_STATED PROBLEM_.
Reproduce everything from the line containing "Target: muddy riverbank" down to the last line below, both included, copying the requests and format samples unchanged. In the results only, multiply each bounding-box coordinate by 2.4 and round to a whole number, with halves rounded up.

_SUPPLIED MATERIAL_.
----

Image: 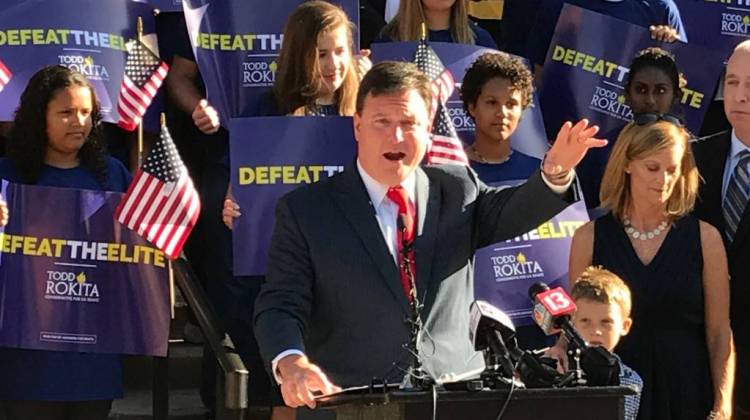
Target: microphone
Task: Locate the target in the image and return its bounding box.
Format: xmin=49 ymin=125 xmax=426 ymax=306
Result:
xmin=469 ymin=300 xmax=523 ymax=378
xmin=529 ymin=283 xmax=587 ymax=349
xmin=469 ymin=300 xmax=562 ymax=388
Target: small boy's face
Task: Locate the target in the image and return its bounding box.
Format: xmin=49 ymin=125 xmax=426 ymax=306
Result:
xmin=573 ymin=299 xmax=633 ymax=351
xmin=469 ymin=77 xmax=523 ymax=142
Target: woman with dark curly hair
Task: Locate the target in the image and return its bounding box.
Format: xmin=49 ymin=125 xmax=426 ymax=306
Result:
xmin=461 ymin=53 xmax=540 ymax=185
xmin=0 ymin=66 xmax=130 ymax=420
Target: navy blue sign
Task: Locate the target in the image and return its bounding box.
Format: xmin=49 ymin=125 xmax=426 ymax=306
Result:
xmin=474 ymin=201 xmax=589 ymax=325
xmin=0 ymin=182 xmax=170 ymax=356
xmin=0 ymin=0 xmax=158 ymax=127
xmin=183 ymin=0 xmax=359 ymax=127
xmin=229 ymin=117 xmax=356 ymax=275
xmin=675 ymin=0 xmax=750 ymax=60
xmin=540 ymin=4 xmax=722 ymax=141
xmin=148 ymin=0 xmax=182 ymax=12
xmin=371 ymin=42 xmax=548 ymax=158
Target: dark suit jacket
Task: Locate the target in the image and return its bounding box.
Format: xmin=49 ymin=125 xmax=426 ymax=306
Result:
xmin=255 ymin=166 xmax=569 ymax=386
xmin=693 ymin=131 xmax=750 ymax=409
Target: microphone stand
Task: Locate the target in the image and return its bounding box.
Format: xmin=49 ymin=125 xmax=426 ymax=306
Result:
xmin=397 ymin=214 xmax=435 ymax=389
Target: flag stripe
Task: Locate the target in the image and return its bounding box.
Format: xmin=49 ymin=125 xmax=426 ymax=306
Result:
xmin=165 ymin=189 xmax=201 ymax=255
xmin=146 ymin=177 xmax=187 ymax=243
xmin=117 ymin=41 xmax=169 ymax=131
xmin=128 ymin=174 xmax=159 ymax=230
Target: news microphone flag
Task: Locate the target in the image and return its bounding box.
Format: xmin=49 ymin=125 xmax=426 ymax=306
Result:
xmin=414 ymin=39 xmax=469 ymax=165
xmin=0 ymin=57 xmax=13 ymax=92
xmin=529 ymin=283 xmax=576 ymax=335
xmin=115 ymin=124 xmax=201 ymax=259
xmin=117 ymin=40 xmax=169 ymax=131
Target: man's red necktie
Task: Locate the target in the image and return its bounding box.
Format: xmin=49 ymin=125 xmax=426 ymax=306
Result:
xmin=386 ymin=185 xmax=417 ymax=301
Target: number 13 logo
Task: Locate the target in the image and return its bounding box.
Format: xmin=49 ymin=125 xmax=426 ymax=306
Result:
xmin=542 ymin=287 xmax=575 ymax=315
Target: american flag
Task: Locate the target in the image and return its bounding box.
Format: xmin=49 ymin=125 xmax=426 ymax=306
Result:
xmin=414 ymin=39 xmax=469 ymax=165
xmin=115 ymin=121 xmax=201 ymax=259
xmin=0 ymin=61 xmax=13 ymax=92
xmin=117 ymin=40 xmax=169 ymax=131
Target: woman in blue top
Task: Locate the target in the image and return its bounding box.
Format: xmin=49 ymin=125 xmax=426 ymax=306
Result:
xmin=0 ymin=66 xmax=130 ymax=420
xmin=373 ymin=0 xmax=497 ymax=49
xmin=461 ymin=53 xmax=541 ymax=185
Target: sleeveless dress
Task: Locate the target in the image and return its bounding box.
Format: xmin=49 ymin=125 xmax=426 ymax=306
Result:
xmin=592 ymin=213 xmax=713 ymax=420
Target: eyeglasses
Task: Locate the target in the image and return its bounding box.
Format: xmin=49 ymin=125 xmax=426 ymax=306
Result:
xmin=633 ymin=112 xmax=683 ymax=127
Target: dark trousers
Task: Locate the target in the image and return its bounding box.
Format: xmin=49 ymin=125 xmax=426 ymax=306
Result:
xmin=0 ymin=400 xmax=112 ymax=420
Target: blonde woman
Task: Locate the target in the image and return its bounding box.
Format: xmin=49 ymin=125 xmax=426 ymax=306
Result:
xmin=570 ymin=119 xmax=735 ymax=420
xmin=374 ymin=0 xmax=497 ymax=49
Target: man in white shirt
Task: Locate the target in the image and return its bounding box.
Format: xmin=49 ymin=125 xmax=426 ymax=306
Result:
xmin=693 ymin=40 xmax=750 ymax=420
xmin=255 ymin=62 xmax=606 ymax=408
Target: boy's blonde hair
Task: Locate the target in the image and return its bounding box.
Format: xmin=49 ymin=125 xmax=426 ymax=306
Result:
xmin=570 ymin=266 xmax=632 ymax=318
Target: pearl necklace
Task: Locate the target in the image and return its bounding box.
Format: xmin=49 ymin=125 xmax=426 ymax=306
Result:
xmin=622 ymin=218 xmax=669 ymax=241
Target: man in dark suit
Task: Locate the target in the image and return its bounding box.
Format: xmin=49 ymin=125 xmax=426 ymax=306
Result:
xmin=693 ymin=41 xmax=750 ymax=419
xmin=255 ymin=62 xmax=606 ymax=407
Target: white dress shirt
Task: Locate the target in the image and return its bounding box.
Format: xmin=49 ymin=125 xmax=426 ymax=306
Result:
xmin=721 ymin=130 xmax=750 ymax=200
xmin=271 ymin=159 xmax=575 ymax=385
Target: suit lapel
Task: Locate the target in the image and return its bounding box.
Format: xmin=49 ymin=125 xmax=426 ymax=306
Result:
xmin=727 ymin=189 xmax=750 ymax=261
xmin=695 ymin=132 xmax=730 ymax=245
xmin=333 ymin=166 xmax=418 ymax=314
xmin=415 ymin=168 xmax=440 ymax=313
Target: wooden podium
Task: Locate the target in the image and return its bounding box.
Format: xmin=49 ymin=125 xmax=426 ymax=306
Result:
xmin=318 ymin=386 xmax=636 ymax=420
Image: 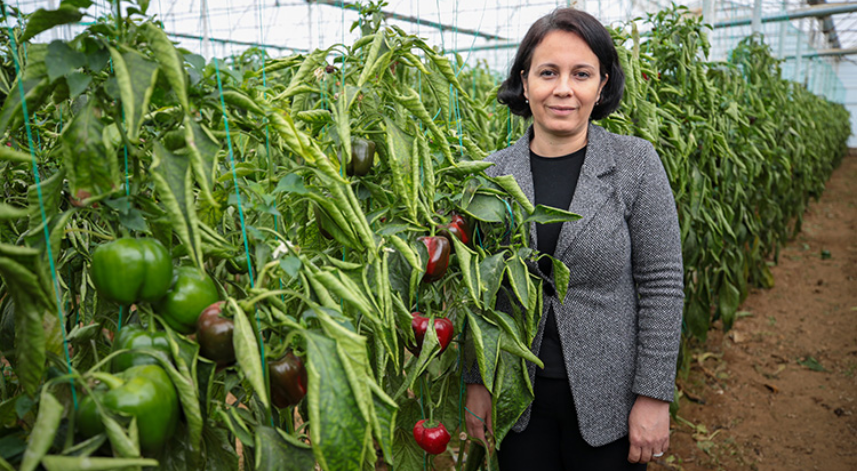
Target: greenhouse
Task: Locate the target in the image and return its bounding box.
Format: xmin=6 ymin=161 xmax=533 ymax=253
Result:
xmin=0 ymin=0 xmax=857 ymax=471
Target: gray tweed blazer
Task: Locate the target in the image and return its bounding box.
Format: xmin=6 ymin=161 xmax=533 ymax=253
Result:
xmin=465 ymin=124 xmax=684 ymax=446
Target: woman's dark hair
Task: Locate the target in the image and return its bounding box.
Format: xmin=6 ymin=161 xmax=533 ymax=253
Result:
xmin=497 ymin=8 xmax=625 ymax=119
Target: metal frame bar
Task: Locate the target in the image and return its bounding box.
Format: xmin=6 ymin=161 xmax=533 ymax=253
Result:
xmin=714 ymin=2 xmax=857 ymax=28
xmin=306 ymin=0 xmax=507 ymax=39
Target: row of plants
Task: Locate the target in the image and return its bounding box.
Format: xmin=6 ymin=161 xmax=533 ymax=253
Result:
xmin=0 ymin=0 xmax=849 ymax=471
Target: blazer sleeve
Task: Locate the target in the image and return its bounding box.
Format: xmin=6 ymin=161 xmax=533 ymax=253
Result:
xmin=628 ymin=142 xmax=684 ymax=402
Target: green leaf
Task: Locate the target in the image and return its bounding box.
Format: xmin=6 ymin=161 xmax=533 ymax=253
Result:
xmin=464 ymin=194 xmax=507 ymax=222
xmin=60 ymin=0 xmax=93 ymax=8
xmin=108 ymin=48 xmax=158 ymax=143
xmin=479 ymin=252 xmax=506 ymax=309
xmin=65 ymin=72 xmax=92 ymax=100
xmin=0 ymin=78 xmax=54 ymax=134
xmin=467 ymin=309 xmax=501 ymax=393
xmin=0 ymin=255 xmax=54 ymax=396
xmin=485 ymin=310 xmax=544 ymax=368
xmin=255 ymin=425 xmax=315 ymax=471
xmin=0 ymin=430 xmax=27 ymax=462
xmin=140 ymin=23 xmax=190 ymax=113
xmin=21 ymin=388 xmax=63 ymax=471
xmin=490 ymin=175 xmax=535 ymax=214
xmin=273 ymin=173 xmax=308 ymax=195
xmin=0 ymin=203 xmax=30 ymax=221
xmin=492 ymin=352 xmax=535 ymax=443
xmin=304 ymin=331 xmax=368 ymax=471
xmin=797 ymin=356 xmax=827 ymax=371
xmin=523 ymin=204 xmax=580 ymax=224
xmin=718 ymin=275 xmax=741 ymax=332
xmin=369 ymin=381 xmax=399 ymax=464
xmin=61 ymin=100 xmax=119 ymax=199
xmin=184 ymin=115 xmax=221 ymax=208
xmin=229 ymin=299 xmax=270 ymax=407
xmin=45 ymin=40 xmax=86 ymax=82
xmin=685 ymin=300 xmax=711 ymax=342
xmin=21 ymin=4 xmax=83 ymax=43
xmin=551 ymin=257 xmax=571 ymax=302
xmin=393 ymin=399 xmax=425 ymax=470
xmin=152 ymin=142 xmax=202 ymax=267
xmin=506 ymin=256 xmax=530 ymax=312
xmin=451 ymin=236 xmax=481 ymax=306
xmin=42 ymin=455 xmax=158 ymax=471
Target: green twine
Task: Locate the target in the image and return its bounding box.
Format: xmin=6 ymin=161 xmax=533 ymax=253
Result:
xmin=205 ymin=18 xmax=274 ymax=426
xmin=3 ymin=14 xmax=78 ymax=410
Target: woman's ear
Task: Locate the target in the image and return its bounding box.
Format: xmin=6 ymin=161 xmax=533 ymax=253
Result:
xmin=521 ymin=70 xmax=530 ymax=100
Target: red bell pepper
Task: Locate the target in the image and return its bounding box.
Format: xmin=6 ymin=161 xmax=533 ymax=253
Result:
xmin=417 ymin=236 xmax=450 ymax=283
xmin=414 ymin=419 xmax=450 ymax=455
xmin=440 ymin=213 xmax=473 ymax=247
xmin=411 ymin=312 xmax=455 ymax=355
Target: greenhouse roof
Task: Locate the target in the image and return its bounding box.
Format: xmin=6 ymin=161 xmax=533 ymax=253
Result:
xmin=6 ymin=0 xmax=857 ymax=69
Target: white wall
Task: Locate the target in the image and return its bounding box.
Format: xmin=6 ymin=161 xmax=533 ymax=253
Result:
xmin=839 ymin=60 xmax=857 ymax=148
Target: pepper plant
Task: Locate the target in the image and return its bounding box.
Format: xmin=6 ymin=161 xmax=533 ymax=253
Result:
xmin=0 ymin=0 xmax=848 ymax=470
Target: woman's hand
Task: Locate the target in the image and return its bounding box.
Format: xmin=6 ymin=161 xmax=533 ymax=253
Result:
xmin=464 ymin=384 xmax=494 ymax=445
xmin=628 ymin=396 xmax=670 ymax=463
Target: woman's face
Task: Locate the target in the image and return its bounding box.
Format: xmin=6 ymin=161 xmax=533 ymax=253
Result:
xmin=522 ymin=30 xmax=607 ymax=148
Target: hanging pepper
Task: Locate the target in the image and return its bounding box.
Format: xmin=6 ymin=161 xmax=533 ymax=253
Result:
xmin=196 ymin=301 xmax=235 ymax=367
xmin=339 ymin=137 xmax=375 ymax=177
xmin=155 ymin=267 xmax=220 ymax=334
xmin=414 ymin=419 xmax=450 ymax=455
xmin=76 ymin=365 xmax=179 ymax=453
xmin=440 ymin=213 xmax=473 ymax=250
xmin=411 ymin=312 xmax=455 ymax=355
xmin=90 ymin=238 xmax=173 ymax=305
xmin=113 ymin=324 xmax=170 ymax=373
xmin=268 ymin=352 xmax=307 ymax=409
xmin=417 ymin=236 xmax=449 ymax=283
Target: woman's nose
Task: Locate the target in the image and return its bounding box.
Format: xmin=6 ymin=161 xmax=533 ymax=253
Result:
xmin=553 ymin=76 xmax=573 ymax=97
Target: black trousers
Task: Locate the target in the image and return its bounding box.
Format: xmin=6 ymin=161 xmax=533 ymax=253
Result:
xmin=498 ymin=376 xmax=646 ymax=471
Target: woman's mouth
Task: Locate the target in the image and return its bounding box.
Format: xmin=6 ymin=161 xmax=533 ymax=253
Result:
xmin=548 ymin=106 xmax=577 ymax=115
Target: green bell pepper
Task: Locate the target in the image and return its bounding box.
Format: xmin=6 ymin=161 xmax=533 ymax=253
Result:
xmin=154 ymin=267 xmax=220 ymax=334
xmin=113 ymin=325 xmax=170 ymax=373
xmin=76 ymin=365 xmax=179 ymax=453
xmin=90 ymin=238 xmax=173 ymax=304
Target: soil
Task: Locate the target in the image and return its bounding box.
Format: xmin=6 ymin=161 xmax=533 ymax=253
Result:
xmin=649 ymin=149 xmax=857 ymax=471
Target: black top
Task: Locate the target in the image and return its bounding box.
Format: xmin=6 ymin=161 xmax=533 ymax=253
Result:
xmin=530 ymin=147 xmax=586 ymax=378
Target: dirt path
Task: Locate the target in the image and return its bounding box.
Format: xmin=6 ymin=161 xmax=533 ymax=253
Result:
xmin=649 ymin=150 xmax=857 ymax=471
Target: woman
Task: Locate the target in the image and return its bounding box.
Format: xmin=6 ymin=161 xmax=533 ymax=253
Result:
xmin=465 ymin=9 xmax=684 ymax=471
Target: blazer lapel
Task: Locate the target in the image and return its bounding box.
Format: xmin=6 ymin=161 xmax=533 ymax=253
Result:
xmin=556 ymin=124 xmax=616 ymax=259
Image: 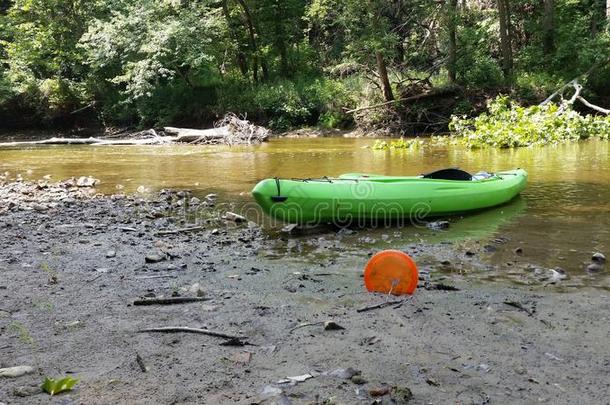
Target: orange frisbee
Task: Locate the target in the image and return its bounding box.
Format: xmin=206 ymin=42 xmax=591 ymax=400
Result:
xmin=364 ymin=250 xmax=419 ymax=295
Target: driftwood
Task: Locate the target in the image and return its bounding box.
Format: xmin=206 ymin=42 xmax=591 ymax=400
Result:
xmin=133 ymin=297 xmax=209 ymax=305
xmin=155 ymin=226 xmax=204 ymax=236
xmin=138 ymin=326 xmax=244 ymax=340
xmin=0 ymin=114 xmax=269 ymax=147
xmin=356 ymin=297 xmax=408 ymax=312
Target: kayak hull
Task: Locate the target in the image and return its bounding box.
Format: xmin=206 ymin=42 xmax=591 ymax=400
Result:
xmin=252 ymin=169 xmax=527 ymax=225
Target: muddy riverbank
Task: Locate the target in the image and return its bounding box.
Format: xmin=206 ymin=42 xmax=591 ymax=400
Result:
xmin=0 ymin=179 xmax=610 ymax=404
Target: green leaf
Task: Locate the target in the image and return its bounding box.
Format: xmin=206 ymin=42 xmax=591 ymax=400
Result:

----

_RESPONSE TO THIS TASK_.
Target: muddy riverbank
Task: Locate the target in the image and return its bounding box.
Format: xmin=206 ymin=42 xmax=591 ymax=400
Result:
xmin=0 ymin=430 xmax=1464 ymax=970
Target: green leaf
Task: Locate the target in the image and return its bounding box.
Format: xmin=206 ymin=42 xmax=591 ymax=400
Result:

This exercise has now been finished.